» **DESCRIPTION OF THE TASK**: Without including any pictures, write out the listing below exactly.

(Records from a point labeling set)
***
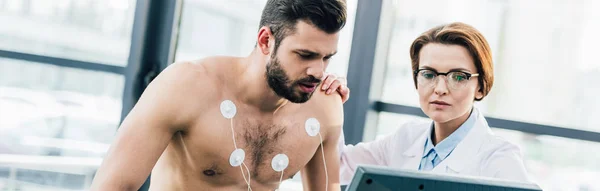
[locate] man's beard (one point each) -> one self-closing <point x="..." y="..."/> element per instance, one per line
<point x="283" y="87"/>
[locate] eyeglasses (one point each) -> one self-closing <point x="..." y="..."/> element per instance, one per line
<point x="454" y="80"/>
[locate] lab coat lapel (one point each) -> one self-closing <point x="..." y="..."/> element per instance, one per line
<point x="467" y="149"/>
<point x="414" y="153"/>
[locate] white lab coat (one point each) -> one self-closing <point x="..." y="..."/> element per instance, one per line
<point x="480" y="153"/>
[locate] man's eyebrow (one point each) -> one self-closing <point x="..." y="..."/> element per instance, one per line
<point x="306" y="51"/>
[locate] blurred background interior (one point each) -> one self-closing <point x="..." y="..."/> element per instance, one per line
<point x="71" y="69"/>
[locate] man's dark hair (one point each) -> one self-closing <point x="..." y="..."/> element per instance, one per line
<point x="281" y="16"/>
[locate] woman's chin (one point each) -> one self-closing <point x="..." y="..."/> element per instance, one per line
<point x="439" y="116"/>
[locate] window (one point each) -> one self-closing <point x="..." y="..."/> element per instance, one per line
<point x="87" y="30"/>
<point x="56" y="124"/>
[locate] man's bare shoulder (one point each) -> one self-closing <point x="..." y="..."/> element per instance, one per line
<point x="193" y="83"/>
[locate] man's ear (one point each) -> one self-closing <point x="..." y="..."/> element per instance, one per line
<point x="265" y="40"/>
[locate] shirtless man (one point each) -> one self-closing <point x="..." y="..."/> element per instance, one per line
<point x="179" y="132"/>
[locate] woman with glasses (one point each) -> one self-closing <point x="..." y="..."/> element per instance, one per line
<point x="452" y="68"/>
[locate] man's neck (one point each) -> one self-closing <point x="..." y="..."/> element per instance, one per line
<point x="254" y="89"/>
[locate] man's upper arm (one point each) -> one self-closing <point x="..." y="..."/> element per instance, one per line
<point x="145" y="132"/>
<point x="330" y="110"/>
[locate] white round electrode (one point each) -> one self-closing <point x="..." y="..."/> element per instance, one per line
<point x="312" y="126"/>
<point x="228" y="109"/>
<point x="237" y="157"/>
<point x="280" y="162"/>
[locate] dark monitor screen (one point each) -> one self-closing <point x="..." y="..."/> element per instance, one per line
<point x="370" y="178"/>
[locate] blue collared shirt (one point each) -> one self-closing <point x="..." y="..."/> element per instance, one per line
<point x="434" y="155"/>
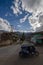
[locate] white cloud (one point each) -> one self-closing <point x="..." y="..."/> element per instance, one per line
<point x="34" y="6"/>
<point x="19" y="25"/>
<point x="4" y="25"/>
<point x="16" y="8"/>
<point x="23" y="19"/>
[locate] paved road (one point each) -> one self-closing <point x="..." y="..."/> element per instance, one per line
<point x="9" y="56"/>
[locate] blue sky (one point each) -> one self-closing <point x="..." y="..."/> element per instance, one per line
<point x="7" y="13"/>
<point x="25" y="15"/>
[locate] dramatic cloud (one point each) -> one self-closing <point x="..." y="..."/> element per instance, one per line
<point x="36" y="7"/>
<point x="18" y="25"/>
<point x="33" y="6"/>
<point x="4" y="25"/>
<point x="16" y="7"/>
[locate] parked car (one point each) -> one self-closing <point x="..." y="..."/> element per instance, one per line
<point x="28" y="50"/>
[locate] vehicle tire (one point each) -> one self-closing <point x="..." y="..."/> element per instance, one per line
<point x="36" y="53"/>
<point x="20" y="54"/>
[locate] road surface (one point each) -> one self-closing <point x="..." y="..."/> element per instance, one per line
<point x="9" y="56"/>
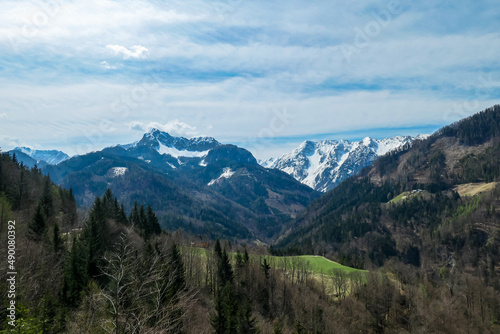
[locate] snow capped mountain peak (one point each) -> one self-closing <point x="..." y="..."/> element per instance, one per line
<point x="323" y="165"/>
<point x="51" y="157"/>
<point x="164" y="143"/>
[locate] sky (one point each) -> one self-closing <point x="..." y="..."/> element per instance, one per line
<point x="81" y="75"/>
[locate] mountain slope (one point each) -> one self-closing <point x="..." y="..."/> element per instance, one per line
<point x="323" y="165"/>
<point x="50" y="157"/>
<point x="196" y="184"/>
<point x="405" y="205"/>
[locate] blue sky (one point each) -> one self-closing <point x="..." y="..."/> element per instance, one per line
<point x="81" y="75"/>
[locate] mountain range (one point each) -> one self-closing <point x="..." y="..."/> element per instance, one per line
<point x="324" y="165"/>
<point x="197" y="184"/>
<point x="206" y="187"/>
<point x="436" y="202"/>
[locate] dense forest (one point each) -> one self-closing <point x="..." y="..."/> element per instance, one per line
<point x="423" y="224"/>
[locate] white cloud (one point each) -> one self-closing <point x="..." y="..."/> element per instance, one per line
<point x="107" y="66"/>
<point x="174" y="128"/>
<point x="136" y="51"/>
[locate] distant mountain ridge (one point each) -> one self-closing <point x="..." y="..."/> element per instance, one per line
<point x="50" y="157"/>
<point x="325" y="164"/>
<point x="197" y="184"/>
<point x="410" y="204"/>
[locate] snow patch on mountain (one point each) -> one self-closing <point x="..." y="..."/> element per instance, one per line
<point x="226" y="174"/>
<point x="323" y="165"/>
<point x="51" y="157"/>
<point x="174" y="152"/>
<point x="117" y="171"/>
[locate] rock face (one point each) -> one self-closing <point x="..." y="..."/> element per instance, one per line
<point x="323" y="165"/>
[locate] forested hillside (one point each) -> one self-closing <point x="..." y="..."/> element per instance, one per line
<point x="113" y="272"/>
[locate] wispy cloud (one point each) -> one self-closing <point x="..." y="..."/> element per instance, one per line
<point x="220" y="68"/>
<point x="136" y="51"/>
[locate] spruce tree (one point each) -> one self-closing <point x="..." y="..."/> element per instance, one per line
<point x="37" y="226"/>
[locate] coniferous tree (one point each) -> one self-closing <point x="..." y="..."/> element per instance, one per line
<point x="153" y="225"/>
<point x="57" y="241"/>
<point x="47" y="200"/>
<point x="37" y="226"/>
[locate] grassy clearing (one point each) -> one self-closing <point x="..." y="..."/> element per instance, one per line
<point x="316" y="264"/>
<point x="320" y="264"/>
<point x="472" y="189"/>
<point x="406" y="195"/>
***
» **FULL OUTPUT**:
[locate] man's beard (one point each) -> one self-closing <point x="..." y="..."/> element per instance, one per line
<point x="283" y="87"/>
[locate] eyeglasses (one point each) -> one self-closing <point x="..." y="..."/> element per instance, one per line
<point x="454" y="80"/>
[locate] lab coat lapel (one point each) -> one self-closing <point x="..." y="..."/> element per instance, one per line
<point x="467" y="149"/>
<point x="414" y="153"/>
[locate] white lab coat (one point each) -> one self-closing <point x="..." y="..."/> element per instance, one per line
<point x="480" y="153"/>
[locate] man's eyebrow (one point each) -> one self-closing <point x="..." y="..."/> element per instance, one per line
<point x="306" y="51"/>
[locate] blurred background interior (one point each) -> one self-closing <point x="..." y="..."/> element per instance, one per line
<point x="71" y="69"/>
[locate] man's dark hair (one point each) -> one self-closing <point x="..." y="..."/> element per instance, one per line
<point x="281" y="16"/>
[locate] woman's chin (one point each) -> one self-closing <point x="..." y="..."/> element per instance, one per line
<point x="439" y="116"/>
[locate] window (one point each) -> one self-closing <point x="..." y="..."/> element per instance, one per line
<point x="87" y="30"/>
<point x="56" y="124"/>
[locate] man's bare shoulder (one point each) -> one self-closing <point x="..." y="..."/> element per instance, one per line
<point x="193" y="83"/>
[locate] man's ear (one point each) -> one self-closing <point x="..." y="..."/> element per instance, one per line
<point x="265" y="40"/>
[locate] shirtless man (one point each) -> one self-closing <point x="..." y="..."/> element per instance, one per line
<point x="179" y="132"/>
[locate] woman with glasses (one point each) -> one self-closing <point x="..." y="..."/> element per instance, one per line
<point x="452" y="68"/>
[locate] man's neck (one point each) -> one self-closing <point x="..." y="..."/> element per instance, one per line
<point x="254" y="89"/>
[locate] man's upper arm (one point each) -> one self-closing <point x="..." y="..."/> element per instance, one per line
<point x="145" y="132"/>
<point x="330" y="110"/>
[locate] white round electrode (one point each) -> one self-closing <point x="..." y="..."/> element per instance, one per line
<point x="312" y="126"/>
<point x="228" y="109"/>
<point x="237" y="157"/>
<point x="280" y="162"/>
[locate] dark monitor screen (one point each) -> one self-closing <point x="..." y="..."/> element per instance, one per line
<point x="370" y="178"/>
[locate] blue collared shirt (one point each) -> one self-closing <point x="..." y="..."/> element per instance, one per line
<point x="434" y="155"/>
[locate] white cloud (one point each) -> one self-closing <point x="..." y="..."/> element per instance, one per line
<point x="34" y="6"/>
<point x="19" y="25"/>
<point x="4" y="25"/>
<point x="16" y="8"/>
<point x="23" y="19"/>
[locate] paved road (one point each) -> one self-closing <point x="..." y="..."/> element per instance, one per line
<point x="9" y="56"/>
[locate] blue sky (one point each) -> one self-closing <point x="..." y="..."/> element per instance, one per line
<point x="7" y="13"/>
<point x="25" y="15"/>
[locate] dramatic cloud (one point each) -> one self-closing <point x="..." y="..."/> element per instance, one per line
<point x="36" y="7"/>
<point x="18" y="25"/>
<point x="33" y="6"/>
<point x="4" y="25"/>
<point x="16" y="7"/>
[locate] parked car (one point each) -> one self-closing <point x="..." y="..."/> element per instance, one per line
<point x="28" y="50"/>
[locate] vehicle tire (one point each) -> one self-closing <point x="..." y="..."/> element per instance, one per line
<point x="36" y="53"/>
<point x="20" y="54"/>
[locate] road surface (one point each) -> one self-closing <point x="..." y="..."/> element per instance, one per line
<point x="9" y="56"/>
[locate] snow capped mountain peak (one point each) -> one self-closing <point x="..." y="..."/> element per instance, one per line
<point x="323" y="165"/>
<point x="51" y="157"/>
<point x="164" y="143"/>
[locate] sky (one point each) -> one self-closing <point x="..." y="..."/> element per instance, one per line
<point x="81" y="75"/>
[locate] mountain slope (one point each) -> one self-closing <point x="..." y="..."/> element per instance, one per line
<point x="323" y="165"/>
<point x="50" y="157"/>
<point x="196" y="184"/>
<point x="405" y="205"/>
[locate] blue sky (one point each) -> one self-closing <point x="..." y="..."/> element per instance, one per line
<point x="81" y="75"/>
[locate] mountain range (one point each) -> one self-closing <point x="..." y="..."/> element per instance, one per line
<point x="324" y="165"/>
<point x="197" y="184"/>
<point x="206" y="187"/>
<point x="436" y="202"/>
[locate] dense forest (one point each) -> one self-closing <point x="..." y="..."/> element per instance, one per line
<point x="423" y="224"/>
[locate] white cloud (one point each) -> one self-closing <point x="..." y="..."/> element per instance, one per line
<point x="107" y="66"/>
<point x="174" y="128"/>
<point x="136" y="51"/>
[locate] distant mountain ridge (one point each) -> one self-closing <point x="..." y="..."/> element per instance, one per line
<point x="50" y="157"/>
<point x="325" y="164"/>
<point x="197" y="184"/>
<point x="410" y="204"/>
[locate] snow patch on mountain (one point each) -> one self-closing <point x="..." y="..."/> element per instance, one per line
<point x="226" y="174"/>
<point x="323" y="165"/>
<point x="51" y="157"/>
<point x="174" y="152"/>
<point x="117" y="171"/>
[locate] rock face (one point each) -> one self-closing <point x="..." y="..."/> element per instance, one per line
<point x="323" y="165"/>
[locate] forested hillside (one point each) -> one self-closing <point x="..." y="..."/> element per instance, one per line
<point x="113" y="272"/>
[locate] wispy cloud (one point each) -> one self-closing <point x="..." y="..."/> element per instance, one per line
<point x="220" y="68"/>
<point x="136" y="51"/>
[locate] spruce tree (one point each) -> one self-closing <point x="..." y="..."/> element per instance, one per line
<point x="37" y="226"/>
[locate] coniferous tree (one point each) -> one self-closing <point x="..." y="..."/> element per instance, one per line
<point x="153" y="225"/>
<point x="57" y="241"/>
<point x="47" y="200"/>
<point x="37" y="226"/>
[locate] grassy clearing (one point each) -> one self-closing <point x="..." y="..."/> element per instance, one per line
<point x="316" y="264"/>
<point x="320" y="264"/>
<point x="472" y="189"/>
<point x="406" y="195"/>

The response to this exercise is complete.